▶ **Written exercise**
Can you write out all these rows again, changing "planogram checker" to "layout checker" wherever it occurs, leaving everything else untouched and omitting the pictures?
══ Data in this exercise
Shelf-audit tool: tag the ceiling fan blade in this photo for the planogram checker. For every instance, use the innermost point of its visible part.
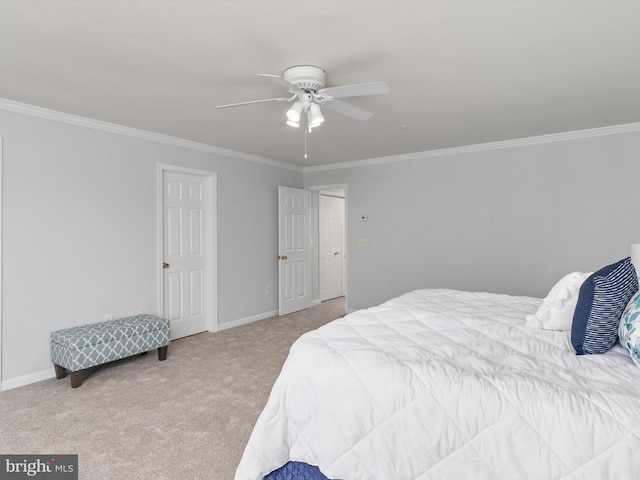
(348, 110)
(288, 86)
(253, 101)
(356, 90)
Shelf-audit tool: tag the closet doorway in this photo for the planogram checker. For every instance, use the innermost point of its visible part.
(331, 245)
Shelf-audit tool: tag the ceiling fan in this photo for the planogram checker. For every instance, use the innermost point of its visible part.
(306, 84)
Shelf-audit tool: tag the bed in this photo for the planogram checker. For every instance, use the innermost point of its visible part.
(445, 384)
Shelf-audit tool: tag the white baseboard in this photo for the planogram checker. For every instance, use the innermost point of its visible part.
(27, 379)
(246, 320)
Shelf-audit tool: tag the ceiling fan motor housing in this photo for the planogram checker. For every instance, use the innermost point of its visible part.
(306, 77)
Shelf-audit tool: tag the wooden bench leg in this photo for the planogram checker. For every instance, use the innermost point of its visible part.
(76, 379)
(162, 353)
(61, 372)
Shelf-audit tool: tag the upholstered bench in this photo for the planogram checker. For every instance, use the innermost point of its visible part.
(76, 349)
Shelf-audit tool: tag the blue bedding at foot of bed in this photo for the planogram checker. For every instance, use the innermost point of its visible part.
(296, 471)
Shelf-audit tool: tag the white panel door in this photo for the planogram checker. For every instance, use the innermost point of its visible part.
(185, 247)
(331, 248)
(294, 258)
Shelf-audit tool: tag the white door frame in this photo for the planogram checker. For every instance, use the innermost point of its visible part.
(211, 295)
(345, 187)
(286, 264)
(1, 271)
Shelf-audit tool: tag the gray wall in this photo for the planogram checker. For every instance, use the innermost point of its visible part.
(508, 220)
(80, 232)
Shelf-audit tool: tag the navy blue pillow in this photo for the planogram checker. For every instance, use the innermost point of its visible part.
(602, 299)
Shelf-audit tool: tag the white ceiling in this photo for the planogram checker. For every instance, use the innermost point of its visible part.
(461, 72)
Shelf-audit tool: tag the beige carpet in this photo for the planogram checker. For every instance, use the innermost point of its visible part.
(188, 417)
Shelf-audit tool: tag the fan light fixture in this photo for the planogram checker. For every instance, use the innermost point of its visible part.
(314, 116)
(306, 86)
(293, 115)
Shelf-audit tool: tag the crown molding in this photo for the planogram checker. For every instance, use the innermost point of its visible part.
(47, 114)
(482, 147)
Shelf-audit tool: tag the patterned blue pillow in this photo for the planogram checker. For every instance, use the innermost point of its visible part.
(629, 331)
(603, 297)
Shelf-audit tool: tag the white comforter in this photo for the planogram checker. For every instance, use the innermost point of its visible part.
(448, 385)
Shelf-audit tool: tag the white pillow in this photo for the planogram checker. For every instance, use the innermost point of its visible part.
(556, 311)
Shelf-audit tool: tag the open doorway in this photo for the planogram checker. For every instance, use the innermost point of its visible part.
(331, 242)
(330, 265)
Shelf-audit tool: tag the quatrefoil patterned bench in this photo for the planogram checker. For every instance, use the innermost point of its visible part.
(76, 349)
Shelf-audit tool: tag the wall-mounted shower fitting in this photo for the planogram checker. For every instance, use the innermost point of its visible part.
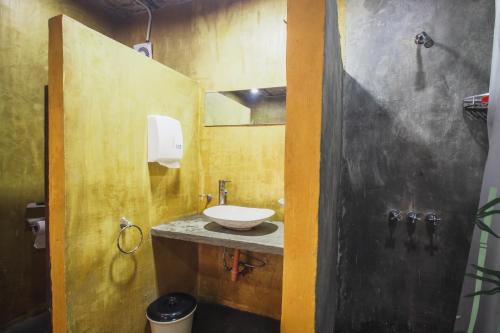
════
▶ **Worked answer**
Shelf-audit tool: tag the ceiling fan blade in this photo for the layout checker. For every instance, use the innermost point of its visible part.
(348, 110)
(288, 86)
(253, 101)
(356, 90)
Shelf-audit tool: tag the closet doorway in this photo for the layout checker. For every instance, use the innermost point of its visible part.
(331, 245)
Shelf-audit tool: tag the ceiling fan in this photo for the layout checker. For every instance, use the innermost point of its visible part.
(306, 84)
Shelf-audit tool: tag the bed in this photo for the layout checker. For every instance, use the innermost point of its visible part.
(445, 384)
Shelf-audit tool: tag the white baseboard in this photo for the layout checker. For every instance, use the innermost point of its visible part.
(27, 379)
(246, 320)
Shelf-audit tool: tag the ceiling fan motor housing in this photo for the layout checker. For every instance, use the innermost point of its visible part.
(306, 77)
Shelf-audit tool: tag the wooden bench leg in this photo for the layout checker. For every instance, use the innermost point of its visible part.
(76, 379)
(162, 353)
(61, 372)
Shelf-audit tool: tag the upholstered bench in this photo for the layout checker. For every instance, use the innermost point of its visible part.
(76, 349)
Shelf-audit tool: tag the blue bedding at foot of bed in this photo for the layout checker. For every instance, use the innermost point of its visible part.
(296, 471)
Shelf-audit tool: tag the white panel door in this photo for the layout checker. For every instance, use the innermost point of its visible part.
(185, 247)
(331, 248)
(294, 258)
Shelf-audit tool: tag the white door frame in this photo for the layout checker. For every instance, use the innermost point of its visible part.
(211, 295)
(345, 187)
(286, 264)
(1, 271)
Shelf-audit tool: tag the gray wall in this photo for the layout checker. For every instance, use the innermost point of its visible part.
(508, 220)
(80, 232)
Shelf-audit tool: tag the navy blue pillow in this photo for the layout checker. For every instance, use the innermost point of its visible part.
(602, 299)
Shelf-audit tool: tag the white ceiling in this photo for the layout checker. For every instance, use the innermost point of its visible part.
(461, 72)
Shelf-audit tool: tag the beige carpet in this photo for the layout checker. For every instance, use the innermost point of its visible part.
(188, 417)
Shelf-audit tool: tag the fan light fixture in this photo for the layout checker. For every instance, use the innermost point of its visible part.
(314, 116)
(306, 86)
(293, 115)
Shelf-audit tool: tag the crown molding in this photo for the layout checker. For every instance, use the innermost point of its visible part.
(47, 114)
(482, 147)
Shelf-audit tool: tag the patterned blue pillow in this photo for the layout checker. For every instance, use the innermost point of its visible part.
(629, 331)
(603, 297)
Shelf-audit tool: tag the white comforter in this photo for the layout checker. For every instance, use the innermost point of its visible part.
(448, 385)
Shelf-audit tool: tag the white pillow in this photo for the layout checker. For every instance, use the innermost point of its visible part.
(556, 311)
Shelf-audit tool: tag the open doorway in this photo for the layout checker. For every instance, use the innermost point of its visible part.
(331, 242)
(330, 265)
Shelf-audit tool: tag the quatrefoil patterned bench in this photo for the layout checker. For every instance, use the innermost point of its visible part.
(76, 349)
Shelf-audit tool: tag the wall-mounted shower fitting in this photo for the layout checker. For every instance, use the innermost point of its visible part.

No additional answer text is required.